My health was not good. The years of toil and the more terrible periods of unemployment had robbed me of much of my original vitality. I was casting about for some salutary means of eking out my livelihood. About eight months before my arrest a friend of mine who was planning to return to the home country said to me: "Why don't you buy my cart, my knives, my scales, and go to selling fish instead of remaining under the yoke of the bosses?" I grasped the opportunity, and so became a fish-vender, largely out of love for independence.

At that time, 1919, the desire to see once more my dear ones at home, the nostalgia for my native land had entered my heart. My father, who never wrote a letter without inviting me home, insisted more than ever . and my good sister Luigia joined in his pleas. Business was none too fat, but I worked like a beast of burden, without halt or stay, day after day.

## Goals
A. Please sum up the fish-vender passage in two sentences.
B. In what year does the fish-vender passage say the narrator felt a longing to see the home country again?
The items that follow play no part in this.

## Supplied information
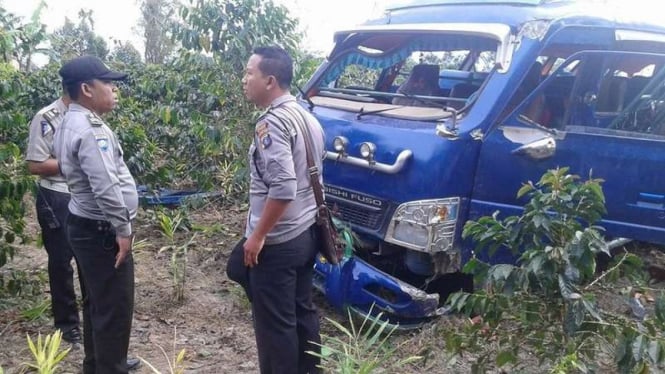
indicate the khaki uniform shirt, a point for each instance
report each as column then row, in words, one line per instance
column 91, row 160
column 40, row 141
column 278, row 168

## Answer list
A. In poor health and looking for a way to earn a living, the narrator accepted a friend's offer to buy his cart, knives, and scales and became a fish-vender about eight months before the arrest, largely out of love for independence. In 1919 the narrator longed to see family and homeland, with a father and a sister, Luigia, urging a return, while working without rest day after day in a business that was none too fat.

B. 1919